___ Texto apresentado

Eu antes das Olimpíadas: absurdo esse troço, para que fazer um evento desse tamanho em plena pandemia, que falta de responsabilidade, e a variante delta, e as variantes todas? Eu durante as Olimpíadas: acorda, são quase cinco da manhã, a gente vai perder o arremesso de martelo.
É, senhoras e senhoras, falar mal das Olimpíadas até a estreia foi fácil. Impossível foi ignorar toda e qualquer competição enquanto os atletas davam a vida por uma medalha. Começou com o Kelvin, prata no skate. Logo o skate, um dos pesadelos de toda mãe. Lembro de ir trabalhar com o coração na bolsa, deixando o meu rebento – em tese – catequizado: o meio da rua é perigoso, anda só na calçada, cuidado, vai de capacete, joelheira, cotoveleira, vê se não te quebra todo. Até o dia em que um amigo me disse: vi o teu guri de skate na Nilo Peçanha, costurando entre os carros.
Para fazer valer minhas rugas, bem que ele podia ter se profissionalizado. Mãe de atleta bem-sucedido, eu viveria de administrar aquela jovem carreira. Entrevistas só depois das onze da manhã, campeonatos pelo mundo e viagens, muitas viagens. Pois sim.
O ouro do Ítalo no surfe provocou minhas primeiras lágrimas, escondidas só até o momento em que surfista e repórter choraram juntos. Na sequência, a Rayssa, com seus treze anos de talento no skate, trouxe de vez as Olimpíadas para dentro de casa. Não sei quem foi o gênio que brincou com o slogan da TV, “despertando o melhor de nós”: e a gente aqui, torcendo para as outras crianças caírem.
A essa altura, dos esportes coletivos menos atraentes aos individuais menos chamativos, vi de tudo. O fuso horário atrapalhou, dormir tarde demais ou acordar na madrugada cobrou seu preço principalmente depois do almoço, hora em que o computador quase perdeu a luta para o sono. Quase, porque o verdadeiro campeão de sobrevivência com obstáculos (alguém se identifica?) lembra dos boletos e pode até cabecear, mas trabalha enquanto Tóquio dorme.
E bota cabecear nisso, acordando às quatro para ver a Mayra se superar mais uma vez, e a Rebeca Andrade iluminar o país inteiro. E o Cargnin, o Fernando, o Bruno, o Abner, o Alisson, o Thiago, a Martine e a Kahena, a Luisa e a Laura. A Ana Marcela, absoluta, medalhou em horário comercial. A torcida, agora, é pelo Isaquias.
De tudo o que aconteceu até agora nessas Olimpíadas, talvez um fato do não esporte seja o mais corajoso. A ginasta Simone Biles romper com cinco anos de treinamentos exaustivos tanto física quanto mentalmente, e fazer isso no palco onde se esperava que ela quebrasse a banca, como havia acontecido no Rio em 2016, terminou por trazer uma discussão que a gente costuma ver no cinema, mas não na vida real.

______
___ Conjunto de registros

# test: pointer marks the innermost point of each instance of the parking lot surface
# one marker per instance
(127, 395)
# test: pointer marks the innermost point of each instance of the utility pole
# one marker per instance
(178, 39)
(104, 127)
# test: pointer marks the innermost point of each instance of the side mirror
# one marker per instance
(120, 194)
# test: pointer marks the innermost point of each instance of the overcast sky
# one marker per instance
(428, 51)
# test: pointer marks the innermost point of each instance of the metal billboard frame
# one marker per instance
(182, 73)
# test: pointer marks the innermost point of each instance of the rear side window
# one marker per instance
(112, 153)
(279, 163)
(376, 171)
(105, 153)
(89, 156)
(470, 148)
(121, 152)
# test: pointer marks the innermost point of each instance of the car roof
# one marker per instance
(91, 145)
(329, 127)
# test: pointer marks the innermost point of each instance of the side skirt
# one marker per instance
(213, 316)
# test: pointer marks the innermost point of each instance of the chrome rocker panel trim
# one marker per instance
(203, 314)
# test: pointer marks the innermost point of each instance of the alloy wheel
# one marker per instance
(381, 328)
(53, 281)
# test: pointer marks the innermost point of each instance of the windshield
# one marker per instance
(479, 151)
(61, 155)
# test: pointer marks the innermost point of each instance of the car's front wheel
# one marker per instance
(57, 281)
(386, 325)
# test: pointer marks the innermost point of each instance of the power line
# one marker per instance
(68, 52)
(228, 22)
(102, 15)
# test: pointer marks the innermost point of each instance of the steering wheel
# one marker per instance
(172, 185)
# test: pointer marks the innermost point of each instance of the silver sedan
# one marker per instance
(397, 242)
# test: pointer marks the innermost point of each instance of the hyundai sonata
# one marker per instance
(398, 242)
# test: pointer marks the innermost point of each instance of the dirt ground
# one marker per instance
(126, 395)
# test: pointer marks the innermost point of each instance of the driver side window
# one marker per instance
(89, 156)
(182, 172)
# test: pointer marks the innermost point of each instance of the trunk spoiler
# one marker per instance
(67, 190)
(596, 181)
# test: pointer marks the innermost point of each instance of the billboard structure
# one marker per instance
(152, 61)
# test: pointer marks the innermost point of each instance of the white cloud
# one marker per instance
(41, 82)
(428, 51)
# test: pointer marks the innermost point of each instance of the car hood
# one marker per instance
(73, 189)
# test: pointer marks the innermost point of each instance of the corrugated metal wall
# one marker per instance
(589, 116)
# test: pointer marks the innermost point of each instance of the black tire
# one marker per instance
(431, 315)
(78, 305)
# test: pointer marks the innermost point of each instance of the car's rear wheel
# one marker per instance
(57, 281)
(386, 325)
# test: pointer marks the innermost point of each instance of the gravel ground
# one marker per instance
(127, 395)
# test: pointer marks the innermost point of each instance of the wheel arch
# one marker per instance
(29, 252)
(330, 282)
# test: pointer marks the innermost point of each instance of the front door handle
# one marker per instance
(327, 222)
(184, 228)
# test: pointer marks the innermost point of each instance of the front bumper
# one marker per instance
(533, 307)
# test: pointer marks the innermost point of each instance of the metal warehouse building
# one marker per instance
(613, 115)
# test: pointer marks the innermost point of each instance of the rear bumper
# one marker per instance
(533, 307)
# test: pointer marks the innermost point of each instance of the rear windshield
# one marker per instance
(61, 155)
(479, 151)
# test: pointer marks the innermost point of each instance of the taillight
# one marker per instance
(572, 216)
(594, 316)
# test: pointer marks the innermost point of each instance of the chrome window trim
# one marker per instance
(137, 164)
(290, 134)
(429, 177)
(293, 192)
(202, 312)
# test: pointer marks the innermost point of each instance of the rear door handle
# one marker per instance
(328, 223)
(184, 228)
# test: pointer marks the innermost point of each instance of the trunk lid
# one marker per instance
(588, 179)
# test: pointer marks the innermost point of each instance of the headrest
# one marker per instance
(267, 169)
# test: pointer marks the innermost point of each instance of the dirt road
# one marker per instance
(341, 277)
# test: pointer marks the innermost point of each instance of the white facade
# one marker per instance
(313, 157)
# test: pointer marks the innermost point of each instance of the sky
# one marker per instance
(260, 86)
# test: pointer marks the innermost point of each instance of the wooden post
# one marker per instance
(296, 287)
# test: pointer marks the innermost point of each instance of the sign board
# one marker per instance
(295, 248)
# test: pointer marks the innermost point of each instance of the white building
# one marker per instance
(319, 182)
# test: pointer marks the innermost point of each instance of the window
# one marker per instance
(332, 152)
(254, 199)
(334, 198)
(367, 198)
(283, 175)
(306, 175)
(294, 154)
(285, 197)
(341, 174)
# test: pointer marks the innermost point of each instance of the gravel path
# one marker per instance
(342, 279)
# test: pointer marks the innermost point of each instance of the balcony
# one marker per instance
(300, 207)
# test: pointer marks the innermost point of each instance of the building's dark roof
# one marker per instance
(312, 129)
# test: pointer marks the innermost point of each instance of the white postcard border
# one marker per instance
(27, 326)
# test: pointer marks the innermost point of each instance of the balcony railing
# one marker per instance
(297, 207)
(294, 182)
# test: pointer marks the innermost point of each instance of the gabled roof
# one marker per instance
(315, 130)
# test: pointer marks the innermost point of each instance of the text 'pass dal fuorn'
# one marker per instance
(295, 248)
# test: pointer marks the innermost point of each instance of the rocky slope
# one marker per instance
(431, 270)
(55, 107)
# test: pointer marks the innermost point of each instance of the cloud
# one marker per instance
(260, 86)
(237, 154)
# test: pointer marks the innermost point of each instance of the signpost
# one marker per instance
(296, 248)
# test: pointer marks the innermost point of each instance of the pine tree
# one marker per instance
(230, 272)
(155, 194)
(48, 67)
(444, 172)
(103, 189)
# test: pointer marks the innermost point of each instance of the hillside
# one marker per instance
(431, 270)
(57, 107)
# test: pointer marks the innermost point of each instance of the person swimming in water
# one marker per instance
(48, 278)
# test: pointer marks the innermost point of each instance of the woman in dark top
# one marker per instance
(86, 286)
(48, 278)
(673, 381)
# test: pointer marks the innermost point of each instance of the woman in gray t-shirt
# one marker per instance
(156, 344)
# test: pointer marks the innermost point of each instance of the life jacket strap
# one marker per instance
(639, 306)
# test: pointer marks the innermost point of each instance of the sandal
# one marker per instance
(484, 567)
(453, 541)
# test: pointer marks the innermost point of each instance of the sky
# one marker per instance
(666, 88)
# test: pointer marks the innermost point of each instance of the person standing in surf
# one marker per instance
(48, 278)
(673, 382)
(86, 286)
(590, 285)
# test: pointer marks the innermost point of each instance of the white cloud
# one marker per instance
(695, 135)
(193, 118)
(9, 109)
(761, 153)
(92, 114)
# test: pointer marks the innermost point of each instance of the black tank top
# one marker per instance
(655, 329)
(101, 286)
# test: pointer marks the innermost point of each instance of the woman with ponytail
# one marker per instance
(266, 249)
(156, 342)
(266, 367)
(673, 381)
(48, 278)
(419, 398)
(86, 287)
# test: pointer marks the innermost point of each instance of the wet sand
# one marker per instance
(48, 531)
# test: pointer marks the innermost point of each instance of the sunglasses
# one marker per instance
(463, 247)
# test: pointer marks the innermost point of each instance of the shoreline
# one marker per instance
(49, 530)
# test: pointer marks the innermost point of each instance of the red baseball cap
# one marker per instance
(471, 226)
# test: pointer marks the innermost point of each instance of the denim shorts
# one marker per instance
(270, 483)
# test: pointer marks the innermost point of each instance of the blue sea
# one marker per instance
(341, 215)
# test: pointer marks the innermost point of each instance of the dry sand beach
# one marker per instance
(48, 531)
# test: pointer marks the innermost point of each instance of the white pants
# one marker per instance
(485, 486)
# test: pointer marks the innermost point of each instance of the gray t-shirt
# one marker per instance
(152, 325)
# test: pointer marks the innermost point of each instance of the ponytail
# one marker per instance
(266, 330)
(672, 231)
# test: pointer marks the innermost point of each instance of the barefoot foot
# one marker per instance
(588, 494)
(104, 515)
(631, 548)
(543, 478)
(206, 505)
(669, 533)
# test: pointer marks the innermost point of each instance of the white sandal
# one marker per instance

______

Tarefas do exercício
1) Resuma em duas frases o texto sobre as Olimpíadas.
2) Segundo o texto sobre as Olimpíadas, que medalha o Kelvin conquistou e em qual esporte?

Respostas por tarefa
1) Quem narra o texto passou de criticar a realização das Olimpíadas em plena pandemia a acordar de madrugada para acompanhar as competições e torcer por atletas como Kelvin, Ítalo, Rayssa, Mayra e Rebeca Andrade. Para a narração, talvez o fato mais corajoso dos Jogos tenha sido a ginasta Simone Biles romper com cinco anos de treinamentos exaustivos.

2) Prata no skate.